§ **Objectif**: Prolongez le passage sur la réforme du système monétaire et la répudiation de la dette publique, en reprenant juste après sa dernière phrase.
### Passage donné
Sixièmement, il y a l’option d’une réforme complète du système monétaire, incluant une répudiation (partielle) de la dette publique. Cette option est attractive si l’on veut éliminer le surendettement sans s’engager dans la voie d’une forte inflation des prix. Ce serait comme d’appuyer sur le bouton « reset » tout en continuant avec un régime monétaire basé sur la monnaie-papier. Une telle réforme a réussi en Allemagne après la Deuxième guerre mondiale où, après la défaite, la répression financière était inenvisageable. A l’ancienne monnaie-papier, le Reichsmark, fut substituée une nouvelle monnaie-papier, le Deutschemark.
######
### Matériel
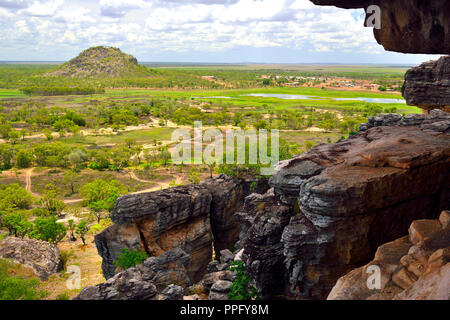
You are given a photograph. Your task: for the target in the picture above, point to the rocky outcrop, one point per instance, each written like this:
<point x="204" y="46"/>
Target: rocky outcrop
<point x="428" y="85"/>
<point x="332" y="207"/>
<point x="158" y="278"/>
<point x="415" y="267"/>
<point x="423" y="28"/>
<point x="158" y="222"/>
<point x="436" y="121"/>
<point x="99" y="62"/>
<point x="187" y="217"/>
<point x="40" y="256"/>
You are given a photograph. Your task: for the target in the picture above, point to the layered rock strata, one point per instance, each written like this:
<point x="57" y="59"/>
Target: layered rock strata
<point x="191" y="218"/>
<point x="41" y="256"/>
<point x="415" y="267"/>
######
§ **Réponse attendue**:
Sans entrer dans les détails de la réforme, rappelons que les Allemands purent échanger 60 Reichsmarks contre des Deutschemarks à un contre un. Toutes les épargnes au-delà de 60 Reichsmarks ont tout simplement été divisées par dix, puis échangées contre des Deutschemarks. Toutes les dettes ont également été divisées par dix. Il y eut, de plus, cessation de paiement sur les dettes publiques, excepté pour les banques qui reçurent de nouveau titres publics. Il y eu aussi un impôt de 50 % sur la richesse, prélevé en une fois. En conséquence, le surendettement fut éliminé, la dette publique drastiquement réduite, les épargnants largement expropriés. Les banques ont été recapitalisées dans la mesure où, si leurs dettes furent divisées par dix, tous leurs actifs ne subirent pas une réduction d’un tel montant, comme par exemple les obligations publiques. Ainsi, la réforme monétaire révéla l’ampleur des destructions de richesses durant la guerre.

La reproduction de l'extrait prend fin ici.